[START OF Selected excerpt]
# Is the AISC Seismic Design Manual essential to have for the SE lateral exam?



## Reed D (Jun 6, 2021)

This might sound like a silly question but I am planning to take the SE lateral this October and was wondering if the Seismic Design Manual 3rd edition is a "must have" for the exam? The reason I am asking is when I was studying for the vertical exam I bought the TMS 402/602 and AISI S100 codes which I never used. The steel manual is expensive and was wondering if I can avoid buying it.


----------



## Duke (Jun 6, 2021)

There will be AM questions that require it and the PM may heavily need it or it may not. You might be able to get by if you have good study reference material AND get lucky on the AM/PM topics but you would be taking a real gamble not having it.


----------



## E720 (Jun 6, 2021)

In my opinion there are many time saving tables in the SDM. You may be able to get by without it but I think it is way more useful than the masonry codes that you said you didn't use.
[END OF Selected excerpt]
Work instructions
Write out, word for word, the passage of the thread on the Seismic Design Manual between "# Is the AISC" and "Duke (Jun 6, 2021)", inclusive.
[START OF Supplied material]
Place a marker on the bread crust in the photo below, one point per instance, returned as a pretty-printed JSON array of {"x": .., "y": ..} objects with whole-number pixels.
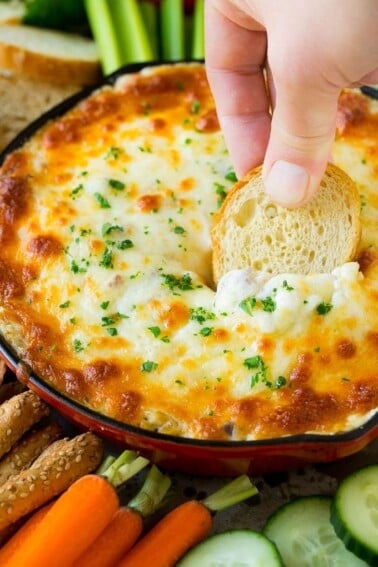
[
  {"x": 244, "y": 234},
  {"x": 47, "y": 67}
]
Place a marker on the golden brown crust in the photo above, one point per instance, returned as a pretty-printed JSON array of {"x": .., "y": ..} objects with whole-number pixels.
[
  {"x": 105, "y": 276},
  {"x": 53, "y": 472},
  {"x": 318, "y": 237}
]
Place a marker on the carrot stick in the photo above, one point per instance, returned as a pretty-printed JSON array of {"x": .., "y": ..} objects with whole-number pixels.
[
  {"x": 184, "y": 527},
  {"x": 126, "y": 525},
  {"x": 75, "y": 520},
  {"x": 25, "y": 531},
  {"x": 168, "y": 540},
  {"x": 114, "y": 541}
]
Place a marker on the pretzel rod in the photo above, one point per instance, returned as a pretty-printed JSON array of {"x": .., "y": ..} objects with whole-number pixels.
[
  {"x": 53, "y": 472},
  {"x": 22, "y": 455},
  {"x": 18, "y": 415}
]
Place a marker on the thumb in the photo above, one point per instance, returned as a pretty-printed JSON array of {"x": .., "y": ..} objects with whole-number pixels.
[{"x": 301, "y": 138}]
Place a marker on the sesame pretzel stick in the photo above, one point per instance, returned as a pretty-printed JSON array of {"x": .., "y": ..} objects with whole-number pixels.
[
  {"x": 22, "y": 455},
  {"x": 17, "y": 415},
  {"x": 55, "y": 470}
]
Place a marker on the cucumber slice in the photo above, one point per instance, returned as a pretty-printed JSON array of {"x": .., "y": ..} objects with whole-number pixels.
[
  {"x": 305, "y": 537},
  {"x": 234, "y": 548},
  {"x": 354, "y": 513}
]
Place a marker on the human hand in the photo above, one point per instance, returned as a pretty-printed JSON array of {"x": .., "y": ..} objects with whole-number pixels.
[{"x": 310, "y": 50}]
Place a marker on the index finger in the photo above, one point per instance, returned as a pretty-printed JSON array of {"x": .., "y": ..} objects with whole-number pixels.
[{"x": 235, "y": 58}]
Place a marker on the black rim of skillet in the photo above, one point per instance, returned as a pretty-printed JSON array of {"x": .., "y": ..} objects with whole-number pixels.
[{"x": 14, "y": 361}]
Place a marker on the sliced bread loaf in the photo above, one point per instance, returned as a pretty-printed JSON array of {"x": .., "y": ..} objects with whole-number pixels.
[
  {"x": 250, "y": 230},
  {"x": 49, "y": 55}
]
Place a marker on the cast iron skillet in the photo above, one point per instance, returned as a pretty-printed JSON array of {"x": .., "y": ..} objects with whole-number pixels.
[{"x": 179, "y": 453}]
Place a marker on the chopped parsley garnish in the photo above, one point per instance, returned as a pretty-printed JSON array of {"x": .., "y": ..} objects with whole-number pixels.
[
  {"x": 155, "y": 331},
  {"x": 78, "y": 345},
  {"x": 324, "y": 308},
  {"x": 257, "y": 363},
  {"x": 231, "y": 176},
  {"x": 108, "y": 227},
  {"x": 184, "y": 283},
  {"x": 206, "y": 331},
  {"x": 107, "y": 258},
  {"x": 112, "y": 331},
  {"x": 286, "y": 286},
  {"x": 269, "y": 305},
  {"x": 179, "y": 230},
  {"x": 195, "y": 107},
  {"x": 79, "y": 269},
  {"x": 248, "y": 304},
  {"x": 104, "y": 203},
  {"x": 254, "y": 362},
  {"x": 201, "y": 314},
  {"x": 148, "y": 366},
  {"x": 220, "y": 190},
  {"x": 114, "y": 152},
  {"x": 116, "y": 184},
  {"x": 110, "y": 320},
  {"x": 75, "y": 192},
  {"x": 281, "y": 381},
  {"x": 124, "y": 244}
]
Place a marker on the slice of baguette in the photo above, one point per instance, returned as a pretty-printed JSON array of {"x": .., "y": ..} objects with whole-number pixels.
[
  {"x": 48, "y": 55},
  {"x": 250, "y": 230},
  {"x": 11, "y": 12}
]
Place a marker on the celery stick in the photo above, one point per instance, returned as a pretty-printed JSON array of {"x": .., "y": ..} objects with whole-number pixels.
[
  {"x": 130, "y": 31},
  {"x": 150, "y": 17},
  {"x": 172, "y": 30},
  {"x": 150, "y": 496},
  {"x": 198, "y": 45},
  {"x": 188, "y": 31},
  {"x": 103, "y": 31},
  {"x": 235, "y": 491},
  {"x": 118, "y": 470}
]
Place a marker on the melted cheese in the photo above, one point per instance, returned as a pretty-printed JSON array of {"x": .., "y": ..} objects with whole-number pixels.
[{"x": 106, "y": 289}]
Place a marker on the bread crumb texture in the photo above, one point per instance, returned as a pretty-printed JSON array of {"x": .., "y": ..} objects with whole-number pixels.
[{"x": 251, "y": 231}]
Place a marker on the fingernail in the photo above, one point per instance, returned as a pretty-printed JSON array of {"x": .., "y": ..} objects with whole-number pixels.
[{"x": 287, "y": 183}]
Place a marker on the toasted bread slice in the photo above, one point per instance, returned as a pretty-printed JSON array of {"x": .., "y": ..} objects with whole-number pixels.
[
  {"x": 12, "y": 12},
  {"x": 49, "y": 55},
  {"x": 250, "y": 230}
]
[END OF Supplied material]
Right answer
# Is the AISC Seismic Design Manual essential to have for the SE lateral exam?



## Reed D (Jun 6, 2021)

This might sound like a silly question but I am planning to take the SE lateral this October and was wondering if the Seismic Design Manual 3rd edition is a "must have" for the exam? The reason I am asking is when I was studying for the vertical exam I bought the TMS 402/602 and AISI S100 codes which I never used. The steel manual is expensive and was wondering if I can avoid buying it.


----------



## Duke (Jun 6, 2021)